### Exercise
Copy all records exactly, excluding images.
Top of Exercise input
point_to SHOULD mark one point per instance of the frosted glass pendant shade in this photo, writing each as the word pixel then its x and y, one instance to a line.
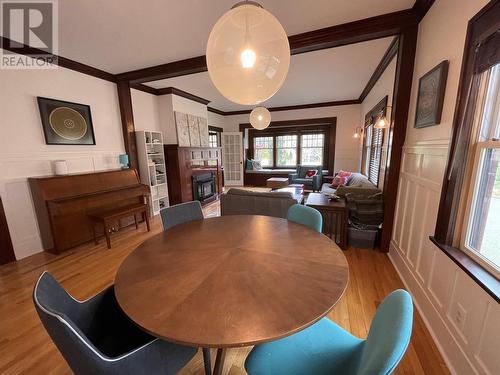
pixel 260 118
pixel 248 54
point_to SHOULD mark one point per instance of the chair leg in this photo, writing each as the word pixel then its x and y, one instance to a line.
pixel 206 361
pixel 95 235
pixel 146 215
pixel 106 233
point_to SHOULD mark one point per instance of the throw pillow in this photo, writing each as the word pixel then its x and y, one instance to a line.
pixel 257 165
pixel 344 173
pixel 338 181
pixel 311 173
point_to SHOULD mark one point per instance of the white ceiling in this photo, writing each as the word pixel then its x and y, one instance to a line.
pixel 118 36
pixel 333 74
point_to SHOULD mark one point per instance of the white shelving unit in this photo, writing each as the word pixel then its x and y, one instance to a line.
pixel 152 167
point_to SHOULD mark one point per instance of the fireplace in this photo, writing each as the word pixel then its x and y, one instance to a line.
pixel 204 186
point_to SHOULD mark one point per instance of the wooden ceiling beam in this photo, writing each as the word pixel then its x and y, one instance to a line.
pixel 352 32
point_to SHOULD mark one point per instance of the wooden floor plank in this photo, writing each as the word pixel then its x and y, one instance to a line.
pixel 25 347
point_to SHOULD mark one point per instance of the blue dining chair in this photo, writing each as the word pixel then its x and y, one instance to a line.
pixel 305 215
pixel 96 337
pixel 325 348
pixel 181 213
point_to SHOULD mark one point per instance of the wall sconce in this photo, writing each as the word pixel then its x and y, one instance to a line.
pixel 381 123
pixel 123 159
pixel 358 133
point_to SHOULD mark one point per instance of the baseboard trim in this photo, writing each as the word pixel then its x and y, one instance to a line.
pixel 425 307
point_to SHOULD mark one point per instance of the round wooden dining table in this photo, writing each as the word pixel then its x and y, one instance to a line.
pixel 231 281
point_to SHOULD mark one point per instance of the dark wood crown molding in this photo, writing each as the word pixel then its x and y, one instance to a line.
pixel 144 88
pixel 184 94
pixel 421 7
pixel 215 110
pixel 63 62
pixel 391 52
pixel 352 32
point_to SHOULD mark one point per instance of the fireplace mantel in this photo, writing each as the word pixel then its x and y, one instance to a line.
pixel 185 162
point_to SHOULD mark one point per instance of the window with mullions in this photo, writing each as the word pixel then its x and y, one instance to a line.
pixel 372 152
pixel 213 139
pixel 481 232
pixel 312 148
pixel 286 150
pixel 263 150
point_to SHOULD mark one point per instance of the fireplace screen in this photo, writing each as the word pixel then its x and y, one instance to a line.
pixel 203 186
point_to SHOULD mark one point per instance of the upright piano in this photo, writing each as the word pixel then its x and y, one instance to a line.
pixel 63 203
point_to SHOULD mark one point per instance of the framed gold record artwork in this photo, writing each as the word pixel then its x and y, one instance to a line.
pixel 66 123
pixel 431 88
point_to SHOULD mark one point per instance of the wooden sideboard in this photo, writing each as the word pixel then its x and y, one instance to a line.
pixel 185 162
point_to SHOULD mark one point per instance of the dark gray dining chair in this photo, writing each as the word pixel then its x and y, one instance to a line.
pixel 181 213
pixel 96 337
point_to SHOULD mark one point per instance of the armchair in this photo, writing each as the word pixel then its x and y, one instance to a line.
pixel 299 177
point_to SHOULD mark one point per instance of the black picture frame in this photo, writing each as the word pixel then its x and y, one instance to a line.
pixel 66 123
pixel 430 96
Bottom of Exercise input
### Solution to this problem
point_to SHOULD mark one point per instance of the frosted glass pendant shade in this photo, writing each as the word pixel then its x and y, one instance to a line.
pixel 260 118
pixel 248 54
point_to SHOULD mark one point per instance of the chair leg in this photo, writing each as the word pixel then its x and y, one instance to a line.
pixel 206 361
pixel 95 235
pixel 146 215
pixel 106 233
point_to SHOULD mark one point per instance of the throw pillow in this photo, writing each as the word pixel then its x and y, one instance to a line.
pixel 257 165
pixel 344 173
pixel 338 181
pixel 311 173
point_to SHOULD mark one point per instance of the white ceiling in this photo, writing each as the word pixel then its x and y, one instance to a line.
pixel 118 36
pixel 333 74
point_to SHOULD mark one point per instance of the white shelving unit in this photo, writing each as the word pixel then its x and y, one instance to a line.
pixel 152 167
point_to SHOULD mark one point per instance of the fireplace in this photo, writing each as the word pixel then its x and y, one instance to a line.
pixel 204 186
point_to SHOULD mark one point per instance of the wooden ceiling beam in this photo, writing each as the word pixel then its x and y, one instance to a line.
pixel 352 32
point_to SHOULD mark one point per instance of the wooden floor plank in this photo, writing each as the word pixel then its x and y, one instance to a line.
pixel 25 347
point_to SHOULD mark one point per instance of the blue dining chair in this photo, writing each as the word pixel then its x and y, one instance to a line.
pixel 305 215
pixel 96 337
pixel 325 348
pixel 181 213
point_to SHOULD mark one point per instance of the wall sconce in this photo, writing each as the word pixel then its x and y, one instance to a line.
pixel 381 123
pixel 123 159
pixel 358 133
point_to SHOULD mark one point per instance of the baseboard trim in this photo, writing each as the word pixel then its x and y, one instance to a line.
pixel 425 307
point_to SHOULD mark one point per instance of the round wooden dining table in this photo, writing each as the word pixel then its x and y, one instance to a line.
pixel 231 281
point_to SHOULD mark one point per instance of the dark wood crown molding in this photo, writing each as the word pixel then its x and y, one instance to a line.
pixel 144 88
pixel 184 94
pixel 421 7
pixel 215 110
pixel 63 62
pixel 391 52
pixel 352 32
point_to SHOULD mark one point per instance of the fireplace mantel in this photo, writing each as the word pixel then its x and y, one instance to a line.
pixel 185 162
point_to SHOULD mark one point per instance of the window with mullions in this photo, writing each as the word pixel then its x and y, one instance to a line.
pixel 372 152
pixel 213 139
pixel 481 232
pixel 312 148
pixel 286 150
pixel 263 150
point_to SHOULD mark one point per instance of the fireplace screen in this photo, writing each as the word pixel then its x and y, one instance to a line.
pixel 203 186
point_to SHOULD mark one point per instance of the upright piano in this photo, writing each as the word pixel then its x and y, one instance to a line.
pixel 63 203
point_to SHOULD mark one point per instance of the framed gold record artwork in this photo, writing each as the word pixel then its x and y, one instance to a line.
pixel 66 123
pixel 431 88
point_to SHOULD mark one point per instance of the wooden sideboard in this photo, writing each as the word pixel then its x and y, one instance to a line.
pixel 185 162
point_to SHOULD mark one point per instance of the dark gray dining chair in this photo, writing each as the word pixel then its x and y, one instance to a line.
pixel 181 213
pixel 96 337
point_to SHOULD mark one point per instance of the armchair in this photo, writing each as the word pixel then its x and y, one instance to a line.
pixel 299 177
point_to SHOULD mark one point per instance of the black picture frame in this photo, writing each as the word pixel then its x and y, one instance to a line.
pixel 66 123
pixel 430 96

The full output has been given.